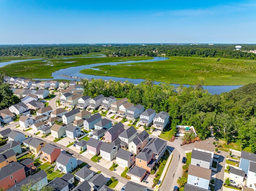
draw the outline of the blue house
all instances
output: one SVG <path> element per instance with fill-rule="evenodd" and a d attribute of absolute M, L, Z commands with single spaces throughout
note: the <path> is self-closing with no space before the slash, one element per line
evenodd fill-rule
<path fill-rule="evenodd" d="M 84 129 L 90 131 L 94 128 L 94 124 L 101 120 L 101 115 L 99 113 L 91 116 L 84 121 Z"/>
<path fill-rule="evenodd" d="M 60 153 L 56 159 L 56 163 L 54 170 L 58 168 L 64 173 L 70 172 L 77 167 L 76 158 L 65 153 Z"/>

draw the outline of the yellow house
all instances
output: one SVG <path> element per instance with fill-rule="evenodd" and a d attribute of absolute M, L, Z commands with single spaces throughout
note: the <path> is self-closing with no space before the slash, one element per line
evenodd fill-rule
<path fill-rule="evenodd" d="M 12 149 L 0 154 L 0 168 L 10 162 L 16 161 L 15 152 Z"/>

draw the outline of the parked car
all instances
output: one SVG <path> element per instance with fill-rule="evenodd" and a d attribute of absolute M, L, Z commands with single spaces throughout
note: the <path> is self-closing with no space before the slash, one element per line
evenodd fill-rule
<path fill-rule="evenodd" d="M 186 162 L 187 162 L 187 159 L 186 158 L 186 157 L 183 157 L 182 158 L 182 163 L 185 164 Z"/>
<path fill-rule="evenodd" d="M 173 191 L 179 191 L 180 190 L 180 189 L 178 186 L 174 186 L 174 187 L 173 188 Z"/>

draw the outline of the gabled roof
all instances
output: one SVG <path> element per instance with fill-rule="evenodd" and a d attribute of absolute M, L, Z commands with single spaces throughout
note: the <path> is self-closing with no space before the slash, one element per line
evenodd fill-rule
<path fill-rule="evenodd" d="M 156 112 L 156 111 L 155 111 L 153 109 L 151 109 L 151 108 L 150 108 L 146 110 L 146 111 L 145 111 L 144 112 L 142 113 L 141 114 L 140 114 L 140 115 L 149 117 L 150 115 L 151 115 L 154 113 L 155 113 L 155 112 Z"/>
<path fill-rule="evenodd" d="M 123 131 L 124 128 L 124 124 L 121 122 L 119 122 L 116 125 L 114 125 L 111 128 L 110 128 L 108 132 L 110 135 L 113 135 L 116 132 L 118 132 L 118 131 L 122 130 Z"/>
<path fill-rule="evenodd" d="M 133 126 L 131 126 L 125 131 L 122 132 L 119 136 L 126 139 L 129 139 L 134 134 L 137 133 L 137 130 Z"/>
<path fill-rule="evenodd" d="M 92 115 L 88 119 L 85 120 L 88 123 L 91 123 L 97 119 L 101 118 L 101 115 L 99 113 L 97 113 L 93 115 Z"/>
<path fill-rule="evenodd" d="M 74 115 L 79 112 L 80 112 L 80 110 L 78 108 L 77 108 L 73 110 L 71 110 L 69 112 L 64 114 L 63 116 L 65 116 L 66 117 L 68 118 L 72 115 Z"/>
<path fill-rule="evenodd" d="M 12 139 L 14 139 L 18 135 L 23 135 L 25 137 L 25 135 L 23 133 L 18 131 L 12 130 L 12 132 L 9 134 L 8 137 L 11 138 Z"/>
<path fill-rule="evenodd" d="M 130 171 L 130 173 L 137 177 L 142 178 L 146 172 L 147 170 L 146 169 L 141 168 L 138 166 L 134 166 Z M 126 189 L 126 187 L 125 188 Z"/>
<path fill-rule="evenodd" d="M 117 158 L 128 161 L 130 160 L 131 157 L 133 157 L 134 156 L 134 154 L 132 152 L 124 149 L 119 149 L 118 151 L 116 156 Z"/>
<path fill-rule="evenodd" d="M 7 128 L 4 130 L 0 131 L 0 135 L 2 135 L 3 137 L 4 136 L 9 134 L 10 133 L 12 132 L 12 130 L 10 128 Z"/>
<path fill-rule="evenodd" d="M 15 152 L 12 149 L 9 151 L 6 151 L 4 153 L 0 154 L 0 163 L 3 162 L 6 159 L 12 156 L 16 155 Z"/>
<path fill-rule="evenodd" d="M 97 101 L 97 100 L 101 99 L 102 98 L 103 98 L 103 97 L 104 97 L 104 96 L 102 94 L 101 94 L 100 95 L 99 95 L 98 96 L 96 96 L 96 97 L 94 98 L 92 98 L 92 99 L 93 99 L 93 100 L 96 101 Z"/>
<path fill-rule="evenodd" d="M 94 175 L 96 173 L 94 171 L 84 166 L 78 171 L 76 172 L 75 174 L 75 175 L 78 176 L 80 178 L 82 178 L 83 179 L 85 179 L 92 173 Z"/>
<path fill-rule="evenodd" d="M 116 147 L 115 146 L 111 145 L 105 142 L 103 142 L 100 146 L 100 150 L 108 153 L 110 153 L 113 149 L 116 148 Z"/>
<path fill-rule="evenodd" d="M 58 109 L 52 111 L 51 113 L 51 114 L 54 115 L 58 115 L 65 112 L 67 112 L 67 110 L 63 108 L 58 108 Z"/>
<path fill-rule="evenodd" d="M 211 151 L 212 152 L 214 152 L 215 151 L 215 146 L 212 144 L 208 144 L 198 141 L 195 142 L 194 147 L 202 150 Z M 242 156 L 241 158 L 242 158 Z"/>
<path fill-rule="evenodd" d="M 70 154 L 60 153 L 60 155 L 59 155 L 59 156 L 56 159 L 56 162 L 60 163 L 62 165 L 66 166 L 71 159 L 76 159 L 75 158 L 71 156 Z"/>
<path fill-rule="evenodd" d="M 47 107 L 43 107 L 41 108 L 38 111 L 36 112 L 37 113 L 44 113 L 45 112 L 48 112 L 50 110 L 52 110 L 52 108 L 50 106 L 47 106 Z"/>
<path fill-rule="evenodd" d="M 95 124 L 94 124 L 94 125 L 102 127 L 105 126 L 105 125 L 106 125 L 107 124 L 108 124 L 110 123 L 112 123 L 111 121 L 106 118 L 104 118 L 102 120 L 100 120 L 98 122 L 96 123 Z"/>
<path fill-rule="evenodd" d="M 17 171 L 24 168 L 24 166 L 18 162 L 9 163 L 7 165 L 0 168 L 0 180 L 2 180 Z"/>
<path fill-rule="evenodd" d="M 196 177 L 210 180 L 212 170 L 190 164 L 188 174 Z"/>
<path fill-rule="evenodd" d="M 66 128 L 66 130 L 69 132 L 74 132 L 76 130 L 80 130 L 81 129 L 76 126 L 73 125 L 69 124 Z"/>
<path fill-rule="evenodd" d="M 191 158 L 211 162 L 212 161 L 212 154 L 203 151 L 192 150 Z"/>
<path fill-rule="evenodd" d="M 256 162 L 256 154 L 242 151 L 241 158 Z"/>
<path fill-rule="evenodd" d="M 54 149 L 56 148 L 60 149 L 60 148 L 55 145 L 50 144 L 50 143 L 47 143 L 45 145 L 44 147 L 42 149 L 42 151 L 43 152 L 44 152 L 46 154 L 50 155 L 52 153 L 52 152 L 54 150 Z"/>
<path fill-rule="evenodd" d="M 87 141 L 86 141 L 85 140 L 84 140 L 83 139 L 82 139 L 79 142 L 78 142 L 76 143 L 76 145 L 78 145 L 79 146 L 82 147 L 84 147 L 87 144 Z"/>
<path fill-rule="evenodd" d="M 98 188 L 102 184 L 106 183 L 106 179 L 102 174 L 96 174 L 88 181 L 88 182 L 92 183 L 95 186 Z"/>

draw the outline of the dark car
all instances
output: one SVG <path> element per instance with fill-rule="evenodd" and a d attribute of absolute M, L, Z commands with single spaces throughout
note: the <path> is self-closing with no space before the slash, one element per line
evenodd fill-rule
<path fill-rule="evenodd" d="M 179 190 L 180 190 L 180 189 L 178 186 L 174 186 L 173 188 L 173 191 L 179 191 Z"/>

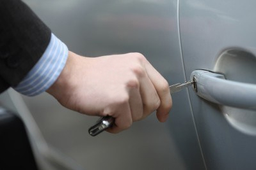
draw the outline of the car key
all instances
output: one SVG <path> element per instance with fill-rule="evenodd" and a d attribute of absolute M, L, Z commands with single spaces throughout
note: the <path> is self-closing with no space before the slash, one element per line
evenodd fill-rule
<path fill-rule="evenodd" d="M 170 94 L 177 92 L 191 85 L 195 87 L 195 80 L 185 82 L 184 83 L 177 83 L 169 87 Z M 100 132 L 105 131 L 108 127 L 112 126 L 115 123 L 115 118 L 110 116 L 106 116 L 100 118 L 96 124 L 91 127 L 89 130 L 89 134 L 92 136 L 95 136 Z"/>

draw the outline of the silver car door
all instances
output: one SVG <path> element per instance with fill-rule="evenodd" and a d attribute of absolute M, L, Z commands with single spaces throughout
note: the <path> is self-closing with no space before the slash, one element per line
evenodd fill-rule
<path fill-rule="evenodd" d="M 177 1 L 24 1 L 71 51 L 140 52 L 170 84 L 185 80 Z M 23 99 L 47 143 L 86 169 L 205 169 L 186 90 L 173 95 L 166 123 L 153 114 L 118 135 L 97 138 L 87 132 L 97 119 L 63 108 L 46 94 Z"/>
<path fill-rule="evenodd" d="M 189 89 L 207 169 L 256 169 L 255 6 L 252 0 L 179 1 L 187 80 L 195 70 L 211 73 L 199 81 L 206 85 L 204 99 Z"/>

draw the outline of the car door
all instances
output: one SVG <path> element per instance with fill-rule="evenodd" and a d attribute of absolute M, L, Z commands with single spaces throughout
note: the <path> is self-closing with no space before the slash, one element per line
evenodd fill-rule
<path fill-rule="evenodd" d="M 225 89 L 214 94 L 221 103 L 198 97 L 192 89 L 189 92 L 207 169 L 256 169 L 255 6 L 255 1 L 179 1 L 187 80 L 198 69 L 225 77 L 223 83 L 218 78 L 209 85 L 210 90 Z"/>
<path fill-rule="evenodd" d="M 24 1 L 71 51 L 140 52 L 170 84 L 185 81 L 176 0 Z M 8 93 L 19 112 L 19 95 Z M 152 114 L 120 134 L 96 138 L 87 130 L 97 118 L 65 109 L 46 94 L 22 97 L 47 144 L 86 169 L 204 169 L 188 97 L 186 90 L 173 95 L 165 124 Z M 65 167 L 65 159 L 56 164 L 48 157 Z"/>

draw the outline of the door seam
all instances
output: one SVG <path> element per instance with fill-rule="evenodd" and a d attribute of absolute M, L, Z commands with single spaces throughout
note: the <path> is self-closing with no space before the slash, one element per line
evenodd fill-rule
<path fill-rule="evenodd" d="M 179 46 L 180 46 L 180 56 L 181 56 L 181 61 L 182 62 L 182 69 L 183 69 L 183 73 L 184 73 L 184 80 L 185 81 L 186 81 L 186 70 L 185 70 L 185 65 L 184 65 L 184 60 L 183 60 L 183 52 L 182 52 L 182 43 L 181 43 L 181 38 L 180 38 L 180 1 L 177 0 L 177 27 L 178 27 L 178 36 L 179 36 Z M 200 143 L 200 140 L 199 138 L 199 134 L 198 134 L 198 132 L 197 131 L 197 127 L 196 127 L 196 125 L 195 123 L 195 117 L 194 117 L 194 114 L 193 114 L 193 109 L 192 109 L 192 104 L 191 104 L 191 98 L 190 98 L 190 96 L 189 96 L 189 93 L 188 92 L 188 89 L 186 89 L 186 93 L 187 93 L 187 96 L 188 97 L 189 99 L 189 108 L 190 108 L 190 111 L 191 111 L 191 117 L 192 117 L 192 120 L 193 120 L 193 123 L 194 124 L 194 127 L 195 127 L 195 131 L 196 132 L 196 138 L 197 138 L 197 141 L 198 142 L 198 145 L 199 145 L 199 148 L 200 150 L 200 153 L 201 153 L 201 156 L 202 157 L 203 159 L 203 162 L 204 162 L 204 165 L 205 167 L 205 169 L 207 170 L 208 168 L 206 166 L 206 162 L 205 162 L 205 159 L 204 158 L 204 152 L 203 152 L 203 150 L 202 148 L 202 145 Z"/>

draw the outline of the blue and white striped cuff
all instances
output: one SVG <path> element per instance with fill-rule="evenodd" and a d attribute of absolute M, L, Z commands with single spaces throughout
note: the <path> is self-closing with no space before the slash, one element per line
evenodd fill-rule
========================
## Task goal
Write out the lines from the one containing "draw the outline of the yellow house" through the one containing "149 L 0 154", switching "yellow" to "red" and keeping everything else the same.

## Solution to the exercise
draw the outline of the red house
all instances
output: one SVG <path> element per instance with fill-rule="evenodd" and a d attribute of absolute M, L, Z commands with single spaces throughout
note: the <path> is self-closing with no space before the slash, one element per line
evenodd fill-rule
<path fill-rule="evenodd" d="M 12 149 L 0 154 L 0 168 L 10 162 L 16 161 L 15 152 Z"/>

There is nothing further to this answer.